== Materials provided ==

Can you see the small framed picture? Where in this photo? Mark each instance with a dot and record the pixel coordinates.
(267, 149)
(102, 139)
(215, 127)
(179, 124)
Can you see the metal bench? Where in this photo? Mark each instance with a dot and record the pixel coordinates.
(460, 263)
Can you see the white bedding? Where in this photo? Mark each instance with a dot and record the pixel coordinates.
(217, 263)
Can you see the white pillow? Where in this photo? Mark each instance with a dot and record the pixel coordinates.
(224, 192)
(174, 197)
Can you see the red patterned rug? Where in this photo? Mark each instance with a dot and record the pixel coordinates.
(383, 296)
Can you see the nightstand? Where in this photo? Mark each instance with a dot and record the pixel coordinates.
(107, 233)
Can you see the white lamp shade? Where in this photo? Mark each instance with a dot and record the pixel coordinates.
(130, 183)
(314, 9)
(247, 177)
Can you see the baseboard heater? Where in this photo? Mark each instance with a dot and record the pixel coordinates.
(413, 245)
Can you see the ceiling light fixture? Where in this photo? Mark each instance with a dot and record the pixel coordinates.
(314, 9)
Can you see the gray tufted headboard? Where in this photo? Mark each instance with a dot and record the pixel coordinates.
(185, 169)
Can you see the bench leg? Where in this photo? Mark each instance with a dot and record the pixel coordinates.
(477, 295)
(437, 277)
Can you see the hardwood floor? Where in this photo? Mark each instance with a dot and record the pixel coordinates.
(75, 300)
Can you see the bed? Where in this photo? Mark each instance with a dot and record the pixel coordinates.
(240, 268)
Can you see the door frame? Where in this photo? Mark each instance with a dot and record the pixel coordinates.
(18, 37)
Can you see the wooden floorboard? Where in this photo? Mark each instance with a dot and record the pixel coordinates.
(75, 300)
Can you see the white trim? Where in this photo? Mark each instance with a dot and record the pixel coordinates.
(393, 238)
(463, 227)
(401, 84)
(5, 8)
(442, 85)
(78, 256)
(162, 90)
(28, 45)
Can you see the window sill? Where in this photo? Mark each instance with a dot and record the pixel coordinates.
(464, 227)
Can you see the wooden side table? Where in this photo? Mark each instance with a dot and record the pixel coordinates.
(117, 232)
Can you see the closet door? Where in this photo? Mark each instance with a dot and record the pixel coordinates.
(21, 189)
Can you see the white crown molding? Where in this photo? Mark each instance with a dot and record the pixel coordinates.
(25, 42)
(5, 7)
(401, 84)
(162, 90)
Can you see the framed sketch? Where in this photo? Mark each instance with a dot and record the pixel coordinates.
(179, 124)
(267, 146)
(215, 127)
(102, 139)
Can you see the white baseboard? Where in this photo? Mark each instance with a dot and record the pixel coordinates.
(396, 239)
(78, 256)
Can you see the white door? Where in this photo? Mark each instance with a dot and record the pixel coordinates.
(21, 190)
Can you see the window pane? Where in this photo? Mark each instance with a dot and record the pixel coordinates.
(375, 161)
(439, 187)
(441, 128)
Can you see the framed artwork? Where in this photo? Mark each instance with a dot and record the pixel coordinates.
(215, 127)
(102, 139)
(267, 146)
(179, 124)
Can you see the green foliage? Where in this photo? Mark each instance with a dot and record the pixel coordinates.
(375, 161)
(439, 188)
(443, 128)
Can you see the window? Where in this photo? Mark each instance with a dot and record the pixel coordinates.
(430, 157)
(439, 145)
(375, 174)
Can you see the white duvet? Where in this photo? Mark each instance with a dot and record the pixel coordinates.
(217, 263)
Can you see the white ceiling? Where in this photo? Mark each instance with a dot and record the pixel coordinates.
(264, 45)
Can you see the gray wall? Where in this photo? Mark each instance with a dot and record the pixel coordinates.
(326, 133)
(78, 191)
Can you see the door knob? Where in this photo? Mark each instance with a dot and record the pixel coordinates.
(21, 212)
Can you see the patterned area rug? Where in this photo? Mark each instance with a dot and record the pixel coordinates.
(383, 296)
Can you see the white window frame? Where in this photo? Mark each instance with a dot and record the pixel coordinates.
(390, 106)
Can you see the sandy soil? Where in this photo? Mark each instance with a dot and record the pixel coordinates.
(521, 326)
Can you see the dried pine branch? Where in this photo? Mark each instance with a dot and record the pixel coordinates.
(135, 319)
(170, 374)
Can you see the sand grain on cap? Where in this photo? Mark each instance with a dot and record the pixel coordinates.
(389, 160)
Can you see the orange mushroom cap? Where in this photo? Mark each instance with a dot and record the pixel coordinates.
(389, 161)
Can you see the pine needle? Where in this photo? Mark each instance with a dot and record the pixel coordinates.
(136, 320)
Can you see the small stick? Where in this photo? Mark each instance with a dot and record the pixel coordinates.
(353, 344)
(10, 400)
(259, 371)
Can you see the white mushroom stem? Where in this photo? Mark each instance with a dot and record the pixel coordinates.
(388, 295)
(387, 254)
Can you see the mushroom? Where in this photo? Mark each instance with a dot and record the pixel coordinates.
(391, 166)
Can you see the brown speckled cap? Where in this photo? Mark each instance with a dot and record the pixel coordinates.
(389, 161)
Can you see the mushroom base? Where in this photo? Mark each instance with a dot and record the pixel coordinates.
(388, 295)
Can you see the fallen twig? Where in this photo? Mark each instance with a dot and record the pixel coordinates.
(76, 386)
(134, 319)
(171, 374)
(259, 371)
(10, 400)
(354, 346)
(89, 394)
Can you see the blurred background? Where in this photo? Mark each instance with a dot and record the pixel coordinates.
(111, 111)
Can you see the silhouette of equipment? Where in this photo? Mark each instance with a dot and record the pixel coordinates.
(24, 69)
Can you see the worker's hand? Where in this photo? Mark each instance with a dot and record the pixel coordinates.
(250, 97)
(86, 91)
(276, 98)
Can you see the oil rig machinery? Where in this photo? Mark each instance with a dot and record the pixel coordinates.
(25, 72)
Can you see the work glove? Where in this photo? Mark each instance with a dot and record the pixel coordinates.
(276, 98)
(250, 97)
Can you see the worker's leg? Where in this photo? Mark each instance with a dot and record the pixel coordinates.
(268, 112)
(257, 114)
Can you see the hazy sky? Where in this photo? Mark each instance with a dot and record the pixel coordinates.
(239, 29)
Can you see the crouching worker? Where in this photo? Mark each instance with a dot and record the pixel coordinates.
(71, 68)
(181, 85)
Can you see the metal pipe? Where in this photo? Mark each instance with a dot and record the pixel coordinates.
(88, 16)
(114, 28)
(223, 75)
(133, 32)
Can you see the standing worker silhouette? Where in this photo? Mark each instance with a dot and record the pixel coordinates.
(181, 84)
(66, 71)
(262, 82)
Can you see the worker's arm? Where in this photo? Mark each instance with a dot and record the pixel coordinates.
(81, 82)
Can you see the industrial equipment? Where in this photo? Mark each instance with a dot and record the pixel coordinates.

===

**What to work on:**
Please write out the records above once more, exactly and completely.

**Written reply:**
Can you see the small framed picture? Where in this photo? Mark each instance with a dot and record the pixel coordinates.
(267, 149)
(102, 139)
(215, 127)
(179, 124)
Can you see the metal bench? Where in this photo? Mark each instance with a dot and record the pixel coordinates.
(460, 263)
Can you see the white bedding? Where in this photo? Mark each instance with a dot and record the pixel coordinates.
(217, 263)
Can you see the white pillow? Where in this photo? Mark each instance with a dot and record the pixel coordinates.
(224, 192)
(174, 197)
Can you see the red patterned rug? Where in this photo? Mark each instance with a dot and record the pixel coordinates.
(383, 296)
Can you see the nightstand? Where in this photo? Mark each instance with a dot and record the pixel coordinates.
(107, 233)
Can you see the white lamp shade? Where in this photo? Mark each instance with a dot and record the pixel coordinates.
(130, 183)
(314, 9)
(247, 177)
Can you see the baseboard heater? Where in this photo? Mark each instance with a dot and record the pixel coordinates.
(413, 245)
Can you see the ceiling light fixture? Where in this photo? Mark each instance with a dot and record the pixel coordinates.
(314, 9)
Can you see the gray tufted headboard? Where in this photo? Mark each instance with a dot and record the pixel coordinates.
(185, 169)
Can you see the bench leg? Where in this photo? Mark each instance with a dot and record the pixel coordinates.
(477, 295)
(437, 277)
Can you see the hardwood floor? Where in this photo? Mark each instance with a dot and record the pixel coordinates.
(75, 300)
Can you see the bed? Where in this photo? Mark each instance with a dot and record the pixel coordinates.
(240, 268)
Can you see the door frame? Where in this photo? Mark each instance with a dot and record the pixel coordinates.
(18, 37)
Can you see the wooden floorboard? Where in this photo? Mark each instance with a dot and record the pixel coordinates.
(75, 300)
Can you see the white trim? Where in this photo? Mark each instance with a dot and record the pixel coordinates.
(393, 238)
(463, 227)
(401, 84)
(5, 8)
(442, 85)
(78, 256)
(162, 90)
(28, 45)
Can you see the window sill? Where in this photo? Mark each instance with a dot and record the pixel coordinates.
(464, 227)
Can you see the wooden side table? Where in this photo? Mark each instance with a dot and record the pixel coordinates.
(117, 232)
Can you see the closet door? Where in this photo? Mark each instance with a dot and record the pixel coordinates.
(21, 189)
Can you see the white crown molding? Where in this photo? Mark each instance with a dot and record the pixel coordinates.
(25, 42)
(5, 7)
(401, 84)
(162, 90)
Can you see the framed sketch? Where in this photo? Mark each instance with a dot and record the pixel coordinates.
(179, 124)
(267, 146)
(215, 127)
(102, 139)
Can you see the white baseboard? Where in this photo? Mark each instance with a dot and record the pixel coordinates.
(396, 239)
(78, 256)
Can you see the white door? Where in this photo? Mark each instance with a dot and record the pixel coordinates.
(21, 190)
Can you see the window pane? Where in this photo? Mark each instance with a dot and record the pixel coordinates.
(375, 161)
(439, 187)
(441, 128)
Can you see the framed artwork? Where in this photo? Mark each instance with a dot and record the pixel coordinates.
(215, 127)
(102, 139)
(267, 146)
(179, 124)
Can you see the green foliage? Where in this photo? Mark each instance with a dot and record the pixel coordinates.
(375, 161)
(439, 188)
(443, 128)
Can you see the window? Where in this photo? Mark each instance with a dot and record the pixel coordinates.
(430, 157)
(439, 145)
(375, 174)
Can you see the white duvet? Where in this photo? Mark each instance with a dot and record the pixel coordinates.
(217, 263)
Can you see the white ceiling? Where in this photo? Mark each instance with a dot and record the pixel coordinates.
(264, 45)
Can you see the gray wall? Where in this photo? Mark each instance with a dot and record the pixel coordinates.
(326, 133)
(78, 191)
Can you see the door knob? Where in this photo? Mark each instance with a dot and record the pixel coordinates.
(21, 212)
Can you see the patterned area rug? Where in this photo? Mark each instance with a dot and record the pixel coordinates.
(383, 296)
Can you see the white window frame? Where in this photo? Mark each instance with a dot and record the pixel coordinates.
(390, 106)
Can you see the sandy soil? Where in this photo? Mark each instance with a dot and record the pixel coordinates.
(521, 326)
Can you see the dried pine branch? Where in this photo? Mark each instance with a dot and record the pixel coordinates.
(135, 319)
(170, 374)
Can you see the sand grain on cap? Where in this photo? Mark each instance with a dot and record the pixel coordinates.
(389, 160)
Can you see the orange mushroom cap? Where in this photo? Mark each instance with a dot and record the pixel coordinates.
(389, 161)
Can you see the pine needle? Where in this photo? Mark each instance with a dot and record the pixel coordinates.
(136, 320)
Can you see the small stick? Where in this photo? Mark each instance with a dot and record the pixel coordinates.
(353, 344)
(10, 400)
(259, 371)
Can you see the white mushroom stem? Where in this photo? Mark each instance with a dot and record the pixel coordinates.
(388, 295)
(387, 254)
Can you see the mushroom? Where in this photo? Mark each instance with a dot and record the pixel coordinates.
(391, 166)
Can you see the brown speckled cap? Where in this photo? Mark each instance with a dot and record the pixel coordinates.
(389, 161)
Can you see the mushroom base? Where in this photo? Mark each instance with a dot and record the pixel coordinates.
(388, 295)
Can you see the fallen twig? Where in this photo? Mark each instance with a dot and record the pixel coordinates.
(76, 386)
(134, 319)
(171, 374)
(259, 371)
(10, 400)
(354, 346)
(89, 394)
Can you see the blurred background? Where in this photo? Mark each instance with a dot and record the pixel coordinates.
(111, 111)
Can you see the silhouette of equipment? Where in this photo? Mark each instance with a dot and record the pixel coordinates.
(24, 69)
Can you see the worker's hand? Where in this photo? Mark each instance with a dot and record the pixel coordinates.
(250, 97)
(86, 91)
(276, 98)
Can you see the oil rig machinery? Where in this photo? Mark each instance with a dot and record the pixel coordinates.
(25, 72)
Can you see the work glove? Where in this photo? Mark each instance with a dot and record the pixel coordinates.
(276, 98)
(250, 97)
Can you see the worker's leg? Where in this photo? Mark each instance with a dot and record the pixel coordinates.
(268, 112)
(257, 114)
Can you see the hazy sky? Where in this photo? Mark each instance with a dot and record the pixel coordinates.
(239, 29)
Can you see the crouching worker? Where in this photo? Mark each instance with a dot and record the pixel coordinates.
(71, 68)
(181, 85)
Can you see the metal pipe? Where in this photo? Mark each instance with a dot and record the pixel coordinates.
(88, 16)
(114, 28)
(223, 75)
(133, 32)
Can you see the standing worker silhouette? Where in this photo? Mark each instance with a dot and record the pixel coordinates.
(181, 84)
(66, 71)
(262, 82)
Can you see the worker's arm? Where in this photo? Mark each instance with a dot and record the pixel coordinates.
(81, 82)
Can you see the industrial equipment? Where in this photo? Mark each instance with a dot and record the pixel coordinates.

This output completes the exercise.